* [WHAT TO WORK ON]:
In full and without alteration, repeat the material.

* [INFORMATION PROVIDED]:

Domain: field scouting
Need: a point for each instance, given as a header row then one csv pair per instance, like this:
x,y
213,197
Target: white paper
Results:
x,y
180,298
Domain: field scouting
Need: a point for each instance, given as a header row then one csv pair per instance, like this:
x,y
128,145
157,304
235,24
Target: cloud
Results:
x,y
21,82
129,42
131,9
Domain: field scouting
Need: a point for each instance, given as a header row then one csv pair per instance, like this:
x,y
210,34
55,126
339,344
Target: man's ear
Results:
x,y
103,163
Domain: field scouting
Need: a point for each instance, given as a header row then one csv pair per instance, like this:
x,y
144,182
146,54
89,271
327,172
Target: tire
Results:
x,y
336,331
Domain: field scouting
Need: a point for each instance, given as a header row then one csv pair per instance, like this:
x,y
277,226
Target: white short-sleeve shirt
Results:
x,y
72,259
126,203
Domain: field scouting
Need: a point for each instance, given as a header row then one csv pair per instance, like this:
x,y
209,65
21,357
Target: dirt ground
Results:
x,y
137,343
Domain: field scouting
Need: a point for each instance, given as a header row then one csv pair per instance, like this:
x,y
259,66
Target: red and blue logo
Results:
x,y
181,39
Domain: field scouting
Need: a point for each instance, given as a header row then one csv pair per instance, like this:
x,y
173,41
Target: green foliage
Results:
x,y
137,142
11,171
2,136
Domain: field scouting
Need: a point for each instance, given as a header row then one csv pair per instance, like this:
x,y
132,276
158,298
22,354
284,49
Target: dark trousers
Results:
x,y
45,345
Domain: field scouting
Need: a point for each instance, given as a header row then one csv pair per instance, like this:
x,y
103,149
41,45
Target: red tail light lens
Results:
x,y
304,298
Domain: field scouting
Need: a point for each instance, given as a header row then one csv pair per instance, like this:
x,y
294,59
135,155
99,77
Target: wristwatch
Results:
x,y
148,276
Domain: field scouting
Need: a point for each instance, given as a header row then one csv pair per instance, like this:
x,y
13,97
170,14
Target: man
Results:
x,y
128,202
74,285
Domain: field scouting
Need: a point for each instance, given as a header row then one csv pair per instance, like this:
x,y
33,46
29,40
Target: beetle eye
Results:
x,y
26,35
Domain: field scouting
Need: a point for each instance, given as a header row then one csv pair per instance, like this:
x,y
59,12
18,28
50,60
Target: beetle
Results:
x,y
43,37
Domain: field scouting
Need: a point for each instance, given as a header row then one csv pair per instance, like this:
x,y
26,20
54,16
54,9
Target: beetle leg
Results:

* [OUTPUT BELOW]:
Domain: field scouting
Need: a point for each instance, given as a header row then one csv pair per instance, like this:
x,y
213,197
Target: white paper
Results:
x,y
180,298
Domain: field scouting
Need: a point for each instance, given as a header row then one csv pair per instance, like this:
x,y
128,145
157,304
235,24
Target: cloud
Results:
x,y
21,82
129,42
131,9
Domain: field scouting
Need: a point for each instance, given as a header row then one csv pair per instance, like this:
x,y
210,34
55,126
339,344
Target: man's ear
Results:
x,y
103,163
Domain: field scouting
Need: a point for each instance, given as a header row then one csv pair per instance, like this:
x,y
144,182
146,54
89,271
327,172
Target: tire
Results:
x,y
336,331
Domain: field scouting
Need: a point for each instance, given as a header row then one csv pair per instance, like this:
x,y
277,226
Target: white short-sleeve shirt
Results:
x,y
72,259
126,203
Domain: field scouting
Need: a point for each instance, given as a header row then one csv pair per instance, like this:
x,y
209,65
21,357
Target: dirt ground
Results:
x,y
137,343
Domain: field scouting
Need: a point for each instance, given as a header row then one csv pair per instance, like this:
x,y
259,66
Target: red and blue logo
Results:
x,y
181,39
Domain: field scouting
Need: a point for each instance, given as a header row then one csv pair per instance, like this:
x,y
173,41
Target: green foliage
Results:
x,y
137,142
11,171
2,136
Domain: field scouting
Need: a point for each instance, given as a header row then one csv pair per instance, like this:
x,y
132,276
158,298
22,354
284,49
Target: dark trousers
Results:
x,y
45,345
Domain: field scouting
Need: a point for each instance, given as a header row then one csv pair per instance, like this:
x,y
103,149
41,45
Target: red tail light lens
Results:
x,y
304,298
Domain: field scouting
Need: a point for each instance, given as a header row then one csv pair per instance, like this:
x,y
294,59
135,155
99,77
Target: wristwatch
Results:
x,y
148,276
Domain: field scouting
Need: a point for each instance, given as a header row then one csv pair per instance, like this:
x,y
13,97
170,14
Target: man
Results:
x,y
128,202
74,285
Domain: field scouting
Need: a point for each instance, given as a header row then one csv pair per instance, like this:
x,y
33,46
29,40
Target: beetle eye
Results:
x,y
26,35
Domain: field scouting
Need: a point for each instance, given as a header row then one csv pair per instance, like this:
x,y
59,12
18,28
50,60
Target: beetle
Results:
x,y
43,37
Domain: field scouting
Need: a point for each instance, given as a header row then one csv pair per instance, like this:
x,y
26,20
54,16
54,9
Target: beetle leg
Results:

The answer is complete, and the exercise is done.